Bij het bekijken van de ‘Tree of Life’, schrijven kinderen kernwoorden bij elk onderdeel van de boom. Wanneer klassikaal wordt gekeken naar de ‘Forest of Life’, moeten leerlingen durven spreken. Door naar hen te luisteren, hen te respecteren en om hen te geven, krijgen we respect en schept dit vertrouwen. Het is alvast de uitdaging om alles bespreekbaar te maken (Lleshi, 2017).

6.5.3 Sociale vaardigheden

Sociale vaardigheden is een leergebiedoverschrijdend thema. Dit thema is overkoepelend voor het leren in de lagere school (Vlaams Ministerie van Onderwijs en Vorming, 2010). Het curriculum van de eindtermen in Vlaanderen omschrijft sociale vaardigheden als “alle gedragingen die men in onze cultuur ter beschikking moet hebben om op een efficiënte en opbouwende wijze deel te nemen aan het sociale leven, zowel op maatschappelijk als op interpersoonlijk en familiaal vlak” (Agentschap voor Hoger Onderwijs, Volwassenenonderwijs, Kwalificaties en Studietoelagen (AHOVOKS), 2017). Naast de gewaarwording thuis, in hun familie, in hun buurt en hun leeftijdsgroep waar ze deel van uitmaken, doen kinderen ook belangrijke ervaringen op in de klas en in de ruimere context van de school.

In de kleuterschool worden reeds fundamentele inzichten, vaardigheden en attitudes aangereikt, waar in het lager onderwijs verder op gebouwd wordt. Vervolgens bouwen de eindtermen van het secundair onderwijs verder op deze van het lager onderwijs. Dit is een duidelijk voorbeeld van de verticale samenhang, waarover eerder werd gesproken (zie 6.3).

De beschreven eindtermen zijn gebaseerd op de sociaal - psychologische wetmatigheden die er bestaan tussen mensen binnen relaties, groepen, organisaties en maatschappelijke situaties. Onder het motto ‘learning by repeating’ zullen kinderen hun sociale vaardigheden optimaal kunnen verwerven, ontplooien en versterken wanneer zij de kans krijgen deze voldoende te oefenen. Waar uiteindelijk het accent wordt gelegd, is afhankelijk van o.a. de cultuur waarin zij leven, levensbeschouwing en persoonlijke voorkeuren (Agentschap voor Hoger Onderwijs, Volwassenenonderwijs, Kwalificaties en Studietoelagen (AHOVOKS), 2017).

══════

# UIT TE VOEREN
(1) Beantwoord de volgende vragen aan de hand van de tekst over sociale vaardigheden.
(a) Wat schrijven kinderen bij elk onderdeel van de boom wanneer ze de ‘Tree of Life’ bekijken?
(b) Op welke eindtermen bouwen die van het secundair onderwijs verder?
(c) Onder welk motto kunnen kinderen hun sociale vaardigheden optimaal verwerven, ontplooien en versterken?
(2) Som alle omgevingen op waarin kinderen volgens de tekst over sociale vaardigheden ervaringen opdoen.
(3) Vat de tekst over sociale vaardigheden samen in drie zinnen.
De gegevens zijn niet nodig om de opdrachten uit te voeren.

══════

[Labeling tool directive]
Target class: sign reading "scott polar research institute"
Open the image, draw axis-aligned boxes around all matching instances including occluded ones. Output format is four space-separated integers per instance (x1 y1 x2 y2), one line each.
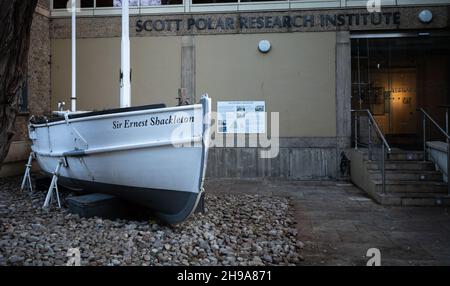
136 11 401 33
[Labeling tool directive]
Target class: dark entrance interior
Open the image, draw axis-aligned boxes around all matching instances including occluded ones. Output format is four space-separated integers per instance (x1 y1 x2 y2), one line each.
351 32 450 150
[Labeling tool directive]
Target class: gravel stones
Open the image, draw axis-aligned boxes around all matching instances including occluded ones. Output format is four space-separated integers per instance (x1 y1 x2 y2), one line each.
0 178 304 266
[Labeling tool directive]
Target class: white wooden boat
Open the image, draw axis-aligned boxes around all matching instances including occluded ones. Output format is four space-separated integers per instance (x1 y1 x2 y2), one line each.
24 1 211 223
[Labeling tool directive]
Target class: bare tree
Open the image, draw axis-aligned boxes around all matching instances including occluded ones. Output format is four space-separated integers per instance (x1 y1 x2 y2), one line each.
0 0 37 168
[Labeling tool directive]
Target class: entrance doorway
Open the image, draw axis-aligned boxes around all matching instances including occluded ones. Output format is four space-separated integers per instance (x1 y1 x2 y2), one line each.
351 33 450 149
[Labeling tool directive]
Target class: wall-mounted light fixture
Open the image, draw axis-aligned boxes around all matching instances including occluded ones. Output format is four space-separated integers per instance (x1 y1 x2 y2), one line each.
418 10 433 24
258 40 271 54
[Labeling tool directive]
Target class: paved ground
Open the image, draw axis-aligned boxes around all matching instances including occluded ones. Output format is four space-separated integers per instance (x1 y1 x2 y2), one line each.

══════

# OPLOSSINGEN
(1)
(a) Kernwoorden.
(b) Op de eindtermen van het lager onderwijs.
(c) ‘Learning by repeating’.

(2)
- Thuis
- In hun familie
- In hun buurt
- In hun leeftijdsgroep
- In de klas
- In de ruimere context van de school

(3) Bij de ‘Tree of Life’ schrijven kinderen kernwoorden bij elk onderdeel van de boom, en bij de klassikale ‘Forest of Life’ moeten leerlingen durven spreken. Sociale vaardigheden vormen een leergebiedoverschrijdend thema, en de eindtermen van het lager onderwijs bouwen verder op wat in de kleuterschool is aangereikt, terwijl die van het secundair onderwijs op de eindtermen van het lager onderwijs voortbouwen. Kinderen kunnen hun sociale vaardigheden optimaal verwerven wanneer ze de kans krijgen om die voldoende te oefenen, en waar het accent ligt, hangt onder meer af van cultuur, levensbeschouwing en persoonlijke voorkeuren.